Excerpted passage

An RCMP investigator noted that Greg Fertuck had tears in his eyes and looked worried when he was interviewed two days after his wife Sheree Fertuck had gone missing.

Officers Chad Clark and William Groenen met with Greg at his home in Saskatoon on Dec. 9, 2015.

Police had originally asked that Greg come to the detachment for the interview, but he said that he had stomach issues from overeating perogies the previous weekend. He invited the officers to his home. They arrived late in the afternoon and stayed for a little more than two hours.

The full interview was played at Court of Queen's Bench in Saskatoon on Thursday, day eight of Greg's first-degree murder trial. On the stand Friday, Groenen recalled Greg as "sober, coherent" during the interview.

The officers covered a lot of ground as they sat with Greg at his kitchen table, urging him to openly air "dirty laundry" about relationships in his immediate and extended family.

Required actions
1) Repeat the part of the trial report between "The officers covered" and "and extended family.", inclusive.
2) Show every line of the rows that contains the string "face".

Task data
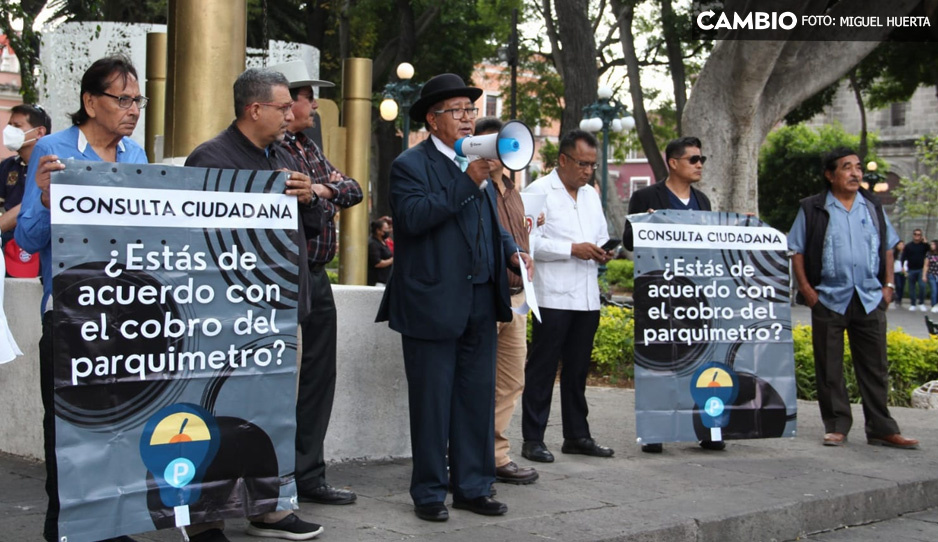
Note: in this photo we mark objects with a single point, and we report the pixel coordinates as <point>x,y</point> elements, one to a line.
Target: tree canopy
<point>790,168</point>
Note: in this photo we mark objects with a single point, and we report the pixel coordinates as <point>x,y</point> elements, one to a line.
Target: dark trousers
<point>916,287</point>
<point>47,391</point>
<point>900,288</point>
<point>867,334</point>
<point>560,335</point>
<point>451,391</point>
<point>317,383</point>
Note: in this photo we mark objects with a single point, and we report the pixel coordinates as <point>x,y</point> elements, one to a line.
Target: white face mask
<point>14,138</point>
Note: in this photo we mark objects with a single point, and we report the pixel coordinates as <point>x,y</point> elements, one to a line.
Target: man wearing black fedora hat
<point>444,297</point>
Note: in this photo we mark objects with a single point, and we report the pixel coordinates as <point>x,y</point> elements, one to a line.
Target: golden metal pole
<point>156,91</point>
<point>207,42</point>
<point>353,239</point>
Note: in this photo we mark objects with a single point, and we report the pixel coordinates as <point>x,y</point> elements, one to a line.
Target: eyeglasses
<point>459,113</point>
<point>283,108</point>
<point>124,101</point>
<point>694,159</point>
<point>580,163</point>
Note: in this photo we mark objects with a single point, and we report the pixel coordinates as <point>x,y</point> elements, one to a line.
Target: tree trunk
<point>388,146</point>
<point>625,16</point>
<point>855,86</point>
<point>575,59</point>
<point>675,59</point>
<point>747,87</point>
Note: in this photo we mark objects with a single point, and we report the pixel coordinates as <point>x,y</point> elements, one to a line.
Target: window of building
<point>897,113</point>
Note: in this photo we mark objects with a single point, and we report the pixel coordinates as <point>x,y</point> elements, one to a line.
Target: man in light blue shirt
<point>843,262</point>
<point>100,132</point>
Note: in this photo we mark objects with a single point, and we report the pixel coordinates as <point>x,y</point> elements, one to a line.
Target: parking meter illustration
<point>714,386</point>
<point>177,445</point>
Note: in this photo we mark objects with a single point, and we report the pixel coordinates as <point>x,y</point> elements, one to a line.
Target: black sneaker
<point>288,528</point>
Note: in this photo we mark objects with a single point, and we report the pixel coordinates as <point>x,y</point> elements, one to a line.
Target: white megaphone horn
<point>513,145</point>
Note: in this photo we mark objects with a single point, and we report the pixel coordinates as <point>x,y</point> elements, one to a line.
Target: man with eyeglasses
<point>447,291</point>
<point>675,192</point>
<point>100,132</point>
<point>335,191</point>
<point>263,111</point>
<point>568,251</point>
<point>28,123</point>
==
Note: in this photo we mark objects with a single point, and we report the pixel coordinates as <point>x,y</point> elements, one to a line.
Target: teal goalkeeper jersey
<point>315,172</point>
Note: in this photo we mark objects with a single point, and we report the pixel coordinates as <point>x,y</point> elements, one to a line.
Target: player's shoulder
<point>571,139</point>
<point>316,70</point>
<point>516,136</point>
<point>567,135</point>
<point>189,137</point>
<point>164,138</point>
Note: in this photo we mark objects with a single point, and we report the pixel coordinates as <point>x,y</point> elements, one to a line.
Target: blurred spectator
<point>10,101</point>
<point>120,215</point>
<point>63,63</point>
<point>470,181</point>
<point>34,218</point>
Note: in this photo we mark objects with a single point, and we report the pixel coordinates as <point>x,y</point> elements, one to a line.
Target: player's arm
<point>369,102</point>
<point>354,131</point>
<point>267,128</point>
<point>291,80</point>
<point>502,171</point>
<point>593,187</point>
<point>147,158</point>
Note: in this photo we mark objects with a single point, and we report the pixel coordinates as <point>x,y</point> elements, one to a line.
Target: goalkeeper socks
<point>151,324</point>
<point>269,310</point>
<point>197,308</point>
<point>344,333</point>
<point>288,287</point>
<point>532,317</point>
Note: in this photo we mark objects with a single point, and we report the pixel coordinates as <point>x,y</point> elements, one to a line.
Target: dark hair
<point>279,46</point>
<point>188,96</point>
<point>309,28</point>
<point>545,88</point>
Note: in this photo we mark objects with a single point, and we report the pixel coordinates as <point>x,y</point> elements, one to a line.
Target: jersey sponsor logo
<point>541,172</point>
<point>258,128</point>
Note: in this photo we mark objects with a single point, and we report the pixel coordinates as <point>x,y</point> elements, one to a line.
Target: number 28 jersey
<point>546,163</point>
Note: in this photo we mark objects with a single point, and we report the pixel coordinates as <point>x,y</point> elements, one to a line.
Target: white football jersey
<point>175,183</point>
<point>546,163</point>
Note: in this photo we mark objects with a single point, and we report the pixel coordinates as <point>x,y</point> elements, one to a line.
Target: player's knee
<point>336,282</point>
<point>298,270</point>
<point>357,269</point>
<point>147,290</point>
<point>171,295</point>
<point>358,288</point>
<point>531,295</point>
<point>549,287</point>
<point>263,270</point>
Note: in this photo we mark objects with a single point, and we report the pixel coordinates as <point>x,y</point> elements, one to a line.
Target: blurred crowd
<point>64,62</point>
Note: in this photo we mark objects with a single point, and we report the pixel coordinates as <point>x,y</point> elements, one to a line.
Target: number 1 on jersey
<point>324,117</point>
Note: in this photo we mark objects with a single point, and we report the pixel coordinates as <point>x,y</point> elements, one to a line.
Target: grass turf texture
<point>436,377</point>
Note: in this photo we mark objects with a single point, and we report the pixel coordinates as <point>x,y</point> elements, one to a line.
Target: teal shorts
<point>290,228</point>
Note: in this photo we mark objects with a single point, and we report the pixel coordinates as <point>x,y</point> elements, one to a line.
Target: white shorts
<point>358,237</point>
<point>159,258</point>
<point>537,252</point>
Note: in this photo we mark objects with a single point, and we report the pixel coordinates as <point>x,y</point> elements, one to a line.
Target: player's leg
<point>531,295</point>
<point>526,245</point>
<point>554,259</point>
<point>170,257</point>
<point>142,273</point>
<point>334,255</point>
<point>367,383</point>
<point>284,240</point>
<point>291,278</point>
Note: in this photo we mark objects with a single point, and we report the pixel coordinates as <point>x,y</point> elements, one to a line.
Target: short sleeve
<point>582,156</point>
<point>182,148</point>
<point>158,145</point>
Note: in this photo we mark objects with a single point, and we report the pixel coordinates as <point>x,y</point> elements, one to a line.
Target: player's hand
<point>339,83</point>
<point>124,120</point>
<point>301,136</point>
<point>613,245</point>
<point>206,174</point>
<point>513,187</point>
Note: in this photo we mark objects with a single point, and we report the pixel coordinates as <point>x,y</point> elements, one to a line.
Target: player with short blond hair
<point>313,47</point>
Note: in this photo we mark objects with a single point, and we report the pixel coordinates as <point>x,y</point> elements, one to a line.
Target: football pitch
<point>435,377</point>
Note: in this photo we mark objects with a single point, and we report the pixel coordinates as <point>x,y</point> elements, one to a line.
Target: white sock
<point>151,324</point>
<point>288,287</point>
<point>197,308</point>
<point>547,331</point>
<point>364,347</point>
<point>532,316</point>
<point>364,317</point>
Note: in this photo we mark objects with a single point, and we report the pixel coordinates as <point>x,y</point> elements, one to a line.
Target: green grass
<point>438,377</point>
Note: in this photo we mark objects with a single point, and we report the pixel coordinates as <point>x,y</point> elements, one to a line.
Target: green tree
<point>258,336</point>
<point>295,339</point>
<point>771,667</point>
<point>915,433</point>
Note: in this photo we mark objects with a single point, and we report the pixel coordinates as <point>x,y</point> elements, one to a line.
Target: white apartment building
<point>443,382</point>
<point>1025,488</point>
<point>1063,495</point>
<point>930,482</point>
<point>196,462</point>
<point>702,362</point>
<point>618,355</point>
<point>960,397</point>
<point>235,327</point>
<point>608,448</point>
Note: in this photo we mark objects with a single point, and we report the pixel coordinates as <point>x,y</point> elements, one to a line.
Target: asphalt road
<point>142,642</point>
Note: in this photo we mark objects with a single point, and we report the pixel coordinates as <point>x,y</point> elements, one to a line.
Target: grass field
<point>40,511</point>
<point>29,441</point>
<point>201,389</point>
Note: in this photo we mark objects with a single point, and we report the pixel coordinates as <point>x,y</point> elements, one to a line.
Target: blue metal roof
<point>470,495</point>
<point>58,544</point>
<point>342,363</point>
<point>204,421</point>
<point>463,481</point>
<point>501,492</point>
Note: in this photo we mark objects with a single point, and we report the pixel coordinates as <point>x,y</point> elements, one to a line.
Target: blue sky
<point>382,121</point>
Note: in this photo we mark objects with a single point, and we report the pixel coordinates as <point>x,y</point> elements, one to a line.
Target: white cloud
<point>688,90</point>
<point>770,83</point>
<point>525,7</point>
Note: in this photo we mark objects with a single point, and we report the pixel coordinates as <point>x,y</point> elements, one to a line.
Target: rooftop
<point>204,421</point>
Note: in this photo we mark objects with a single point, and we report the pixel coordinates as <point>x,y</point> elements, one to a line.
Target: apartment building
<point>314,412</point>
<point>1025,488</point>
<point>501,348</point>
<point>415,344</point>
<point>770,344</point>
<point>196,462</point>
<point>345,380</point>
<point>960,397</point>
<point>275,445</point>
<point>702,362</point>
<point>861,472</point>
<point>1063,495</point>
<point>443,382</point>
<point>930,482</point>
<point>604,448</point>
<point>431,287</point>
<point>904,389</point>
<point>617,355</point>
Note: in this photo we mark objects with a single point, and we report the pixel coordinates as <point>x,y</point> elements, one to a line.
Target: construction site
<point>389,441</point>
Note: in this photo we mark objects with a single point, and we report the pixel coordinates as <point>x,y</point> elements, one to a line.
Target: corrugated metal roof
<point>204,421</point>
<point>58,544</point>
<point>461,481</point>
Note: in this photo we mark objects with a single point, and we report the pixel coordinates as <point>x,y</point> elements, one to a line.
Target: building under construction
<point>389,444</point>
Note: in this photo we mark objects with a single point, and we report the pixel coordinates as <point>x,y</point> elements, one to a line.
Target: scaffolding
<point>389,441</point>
* * *
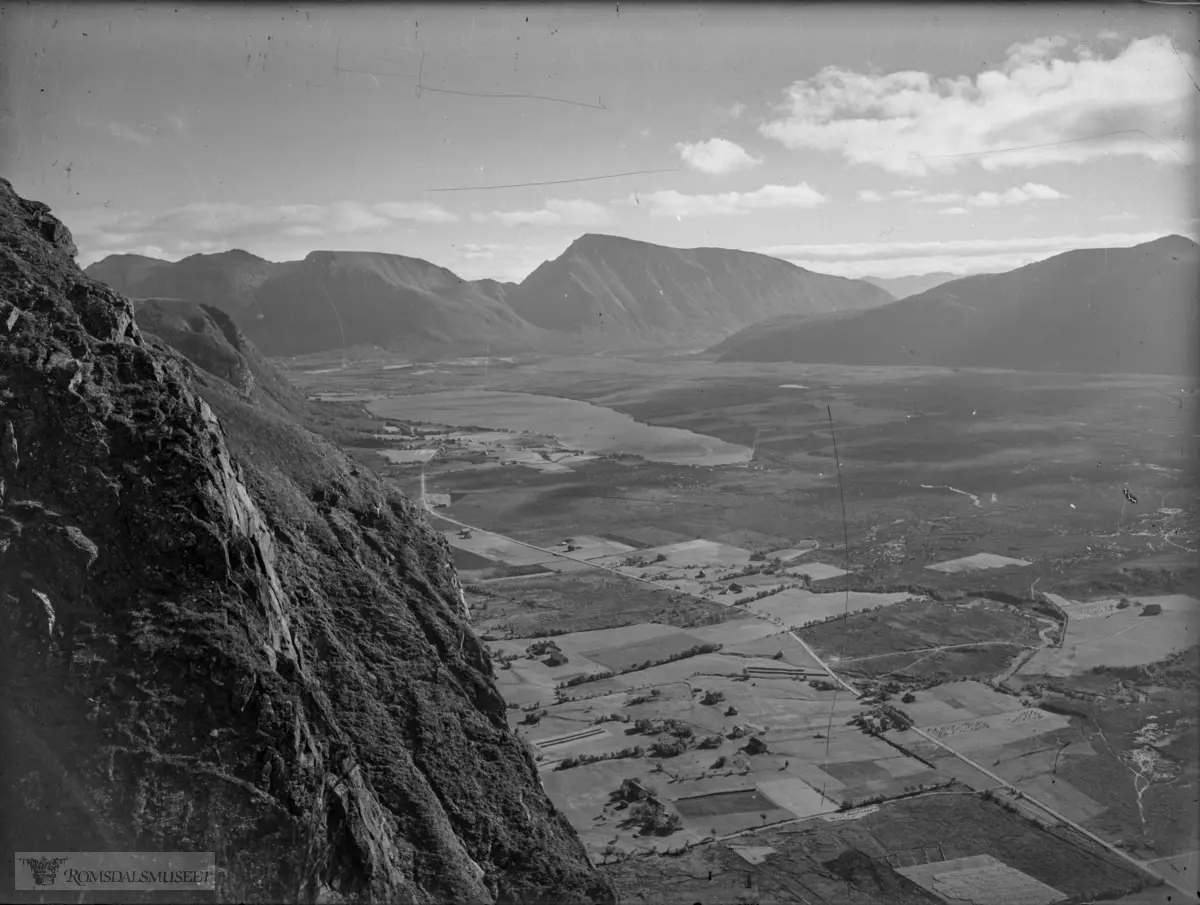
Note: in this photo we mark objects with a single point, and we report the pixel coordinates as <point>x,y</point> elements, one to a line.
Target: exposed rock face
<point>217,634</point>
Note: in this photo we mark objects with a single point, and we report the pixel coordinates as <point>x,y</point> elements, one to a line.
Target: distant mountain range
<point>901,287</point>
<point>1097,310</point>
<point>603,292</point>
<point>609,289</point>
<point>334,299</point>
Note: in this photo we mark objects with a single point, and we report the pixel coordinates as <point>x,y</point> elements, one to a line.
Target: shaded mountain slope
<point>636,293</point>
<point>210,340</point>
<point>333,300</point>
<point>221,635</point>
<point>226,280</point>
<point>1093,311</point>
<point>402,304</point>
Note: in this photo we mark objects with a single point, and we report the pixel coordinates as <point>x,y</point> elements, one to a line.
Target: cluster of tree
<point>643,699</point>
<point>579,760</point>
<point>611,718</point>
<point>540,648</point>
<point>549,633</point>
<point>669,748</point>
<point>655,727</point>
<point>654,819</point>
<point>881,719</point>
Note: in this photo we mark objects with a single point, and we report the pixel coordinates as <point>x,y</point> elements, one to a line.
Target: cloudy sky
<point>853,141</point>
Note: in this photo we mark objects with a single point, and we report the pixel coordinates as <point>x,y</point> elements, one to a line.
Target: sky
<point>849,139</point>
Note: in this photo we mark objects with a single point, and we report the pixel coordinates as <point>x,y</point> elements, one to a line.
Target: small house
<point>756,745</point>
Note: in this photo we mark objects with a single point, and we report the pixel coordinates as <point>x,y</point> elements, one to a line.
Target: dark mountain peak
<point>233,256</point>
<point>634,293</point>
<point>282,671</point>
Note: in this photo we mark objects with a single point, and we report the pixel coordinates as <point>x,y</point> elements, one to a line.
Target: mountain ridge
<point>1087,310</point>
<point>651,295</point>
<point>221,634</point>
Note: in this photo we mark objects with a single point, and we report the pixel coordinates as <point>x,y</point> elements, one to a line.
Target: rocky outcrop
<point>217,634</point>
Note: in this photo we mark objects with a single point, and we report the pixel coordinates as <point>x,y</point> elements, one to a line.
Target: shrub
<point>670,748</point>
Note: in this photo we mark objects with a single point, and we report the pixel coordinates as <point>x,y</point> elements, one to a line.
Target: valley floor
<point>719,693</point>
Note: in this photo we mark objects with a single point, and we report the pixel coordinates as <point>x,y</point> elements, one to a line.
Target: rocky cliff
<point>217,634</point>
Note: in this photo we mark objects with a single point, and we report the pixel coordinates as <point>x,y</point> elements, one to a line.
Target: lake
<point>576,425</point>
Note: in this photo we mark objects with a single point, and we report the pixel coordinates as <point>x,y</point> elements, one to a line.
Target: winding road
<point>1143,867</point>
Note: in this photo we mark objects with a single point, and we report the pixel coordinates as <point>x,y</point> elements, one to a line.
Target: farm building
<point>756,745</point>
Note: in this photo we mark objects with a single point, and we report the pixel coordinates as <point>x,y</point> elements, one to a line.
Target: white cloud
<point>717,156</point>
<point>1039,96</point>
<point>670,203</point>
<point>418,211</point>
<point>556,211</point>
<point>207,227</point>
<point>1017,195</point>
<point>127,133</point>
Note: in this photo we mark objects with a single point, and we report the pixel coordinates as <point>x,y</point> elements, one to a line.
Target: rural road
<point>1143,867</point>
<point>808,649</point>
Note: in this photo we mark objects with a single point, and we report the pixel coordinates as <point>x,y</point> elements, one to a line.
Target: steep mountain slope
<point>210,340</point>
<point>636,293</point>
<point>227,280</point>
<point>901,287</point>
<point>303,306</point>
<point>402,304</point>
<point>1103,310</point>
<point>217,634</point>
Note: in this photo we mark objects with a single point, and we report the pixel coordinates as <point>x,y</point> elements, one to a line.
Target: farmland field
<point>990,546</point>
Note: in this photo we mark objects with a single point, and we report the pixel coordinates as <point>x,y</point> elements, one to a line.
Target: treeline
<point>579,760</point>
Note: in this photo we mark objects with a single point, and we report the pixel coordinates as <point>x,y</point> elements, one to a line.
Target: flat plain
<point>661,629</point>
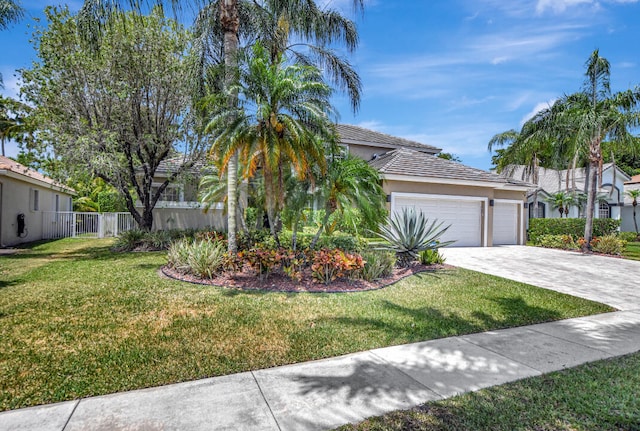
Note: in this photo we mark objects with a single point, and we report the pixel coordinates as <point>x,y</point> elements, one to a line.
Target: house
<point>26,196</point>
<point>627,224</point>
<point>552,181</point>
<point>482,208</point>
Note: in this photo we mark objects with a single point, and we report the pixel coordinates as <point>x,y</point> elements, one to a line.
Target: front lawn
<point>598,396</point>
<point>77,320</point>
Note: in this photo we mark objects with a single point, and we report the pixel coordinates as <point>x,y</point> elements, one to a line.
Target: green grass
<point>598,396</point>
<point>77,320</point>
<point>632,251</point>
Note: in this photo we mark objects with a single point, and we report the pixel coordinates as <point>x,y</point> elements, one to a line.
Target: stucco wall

Solutions
1)
The officers covered a lot of ground as they sat with Greg at his kitchen table, urging him to openly air "dirty laundry" about relationships in his immediate and extended family.

2)
Target: white face mask
Target: exposed rock face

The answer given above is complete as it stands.